▶ Given exercise A: Reproduce, word for word, the five point_to records that come after the swim training text below, omitting the pictures.

──────── Text

We take children from 4 years old irrespective of whether they can swim. A child who can’t swim or can for example swim just five metres will start in the teaching pool, learning water skills and developing correct stroke technique in accordance with the National Plan for Teaching Swimming.
How is training structured?
With our younger swimmers the emphasis is firmly on a good grounding in stroke technique. Taller and more physically developed children may do well in short races with an imperfect stroke, but they will struggle as they get older, and a well practised bad technique will get more and more difficult to correct. For older swimmers emphasis is increasingly on building stamina, but stroke correction may be necessary on individuals, and some of this is built into the training in the form of “drills”. Achieving full swimming fitness does entail a lot of time spent swimming length after length of the pool; top swimming coaches are united in their belief that there is no substitute for covering adequate meterage. Training however is more scientific than this and our fully qualified club coaches write session plans for each squad and often for individual lanes for each and every training session. These sessions form part of an overall program, which runs throughout the year – hence the importance of attending as many sessions as possible to derive the full benefit. As with all competitive sports, coaches are guides and teachers. The swimmer must want to learn and should set their own goals and targets using their coaches and parents as guides. The following slides provide some guidelines on goal setting and also some facts about one of the most important “technical” aspects of training, starts and turns. We recommend that every swimmer commits as a first medium to long-term target to an appropriate number of training sessions per week. See guidance below.
Starts and Turns
How many sessions should you attend?
The ASA Long Term Swimmer Development (LTAD) guidelines stress that training volume should steadily increase as the child gets older. The attached slides from the NWSWPC swim summer camp 2012 provide guidance.
These slides should be used as a guide only as children develop at different rates with the childs’ actual age not necessarily the same as their training age. Parents should hence interpret this guidance with care. If the child is doing too much, fatigue will have a negative effect, not enough and the only advance will be due to growth. As an example, for an 11 year old girl at the bottom end of the training times suggested, the 12 hours “could” be allocated through 1.5 hours of athletics per week, 1.5 hour of gymnastics, cycling etc, 2 hour PE at school and 7 hours pool training. That equates to 5 swim sessions per week. For a 9 year old boy at the bottom end it could be 1.5 hours football, 1.5 hours athletics, 1 hour PE at school and 3 hours in the pool. That equates to 3 sessions per week in the earlier slots. For a 14 year old girl or 16 year old boy, an increase to 12-13 hours pool, land and gym training per week would fit the guidelines that would equate to six 1.5 / 2 hour sessions per week.

────────────────
──────── Data shown

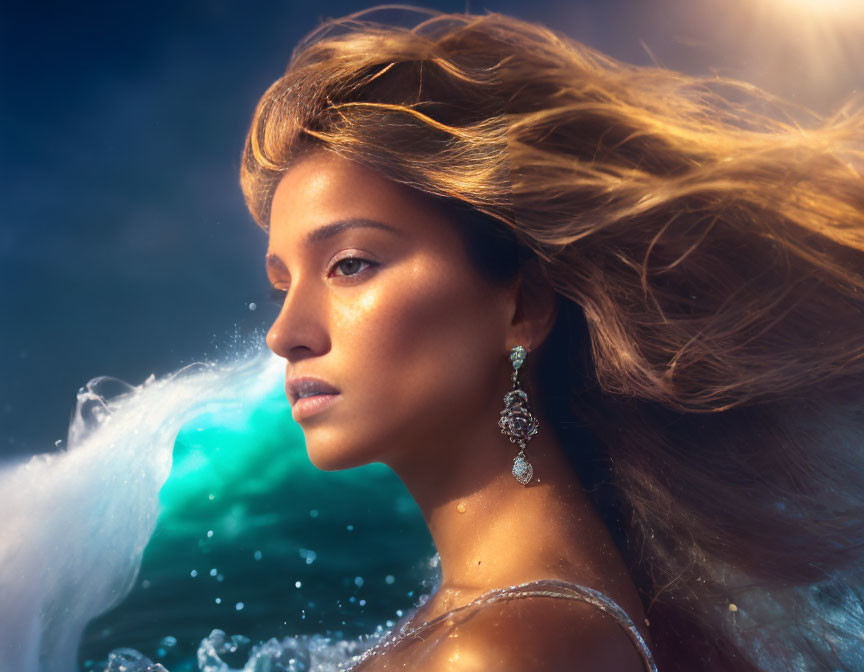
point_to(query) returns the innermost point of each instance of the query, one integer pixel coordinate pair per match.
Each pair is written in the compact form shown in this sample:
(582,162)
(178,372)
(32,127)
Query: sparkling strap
(582,593)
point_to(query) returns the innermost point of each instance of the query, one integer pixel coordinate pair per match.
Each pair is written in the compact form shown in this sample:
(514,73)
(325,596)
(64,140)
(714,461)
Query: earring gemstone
(522,470)
(517,356)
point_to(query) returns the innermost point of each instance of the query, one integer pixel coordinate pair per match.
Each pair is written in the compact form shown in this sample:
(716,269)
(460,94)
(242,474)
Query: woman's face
(382,304)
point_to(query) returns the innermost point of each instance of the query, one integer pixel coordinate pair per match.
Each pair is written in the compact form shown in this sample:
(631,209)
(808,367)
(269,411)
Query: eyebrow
(330,230)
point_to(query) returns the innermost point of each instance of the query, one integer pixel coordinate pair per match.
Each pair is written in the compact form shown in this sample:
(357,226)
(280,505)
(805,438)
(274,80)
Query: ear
(536,307)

────────────────

▶ Given exercise B: In the swim training text, from what age are children accepted?

▶ Task answer A:
point_to(query) returns the innermost point of each instance of the query, one integer pixel coordinate pair per match.
Each pair is written in the compact form shown in this sample:
(582,162)
(178,372)
(32,127)
Query: sparkling strap
(582,593)
point_to(query) returns the innermost point of each instance of the query, one integer pixel coordinate pair per match.
Each pair is written in the compact form shown in this sample:
(514,73)
(325,596)
(64,140)
(714,461)
Query: earring gemstone
(522,470)
(517,356)
point_to(query) returns the innermost point of each instance of the query, one integer pixel coordinate pair per match.
Each pair is written in the compact form shown in this sample:
(716,269)
(460,94)
(242,474)
Query: woman's face
(382,304)
point_to(query) returns the innermost point of each instance of the query, one integer pixel coordinate pair per match.
Each pair is written in the compact form shown in this sample:
(631,209)
(808,367)
(269,411)
Query: eyebrow
(330,230)
point_to(query) returns the innermost point of each instance of the query, one integer pixel coordinate pair per match.
Each pair is written in the compact form shown in this sample:
(357,226)
(280,505)
(805,438)
(274,80)
Query: ear
(536,307)

▶ Task answer B: From 4 years old, whether or not they can swim.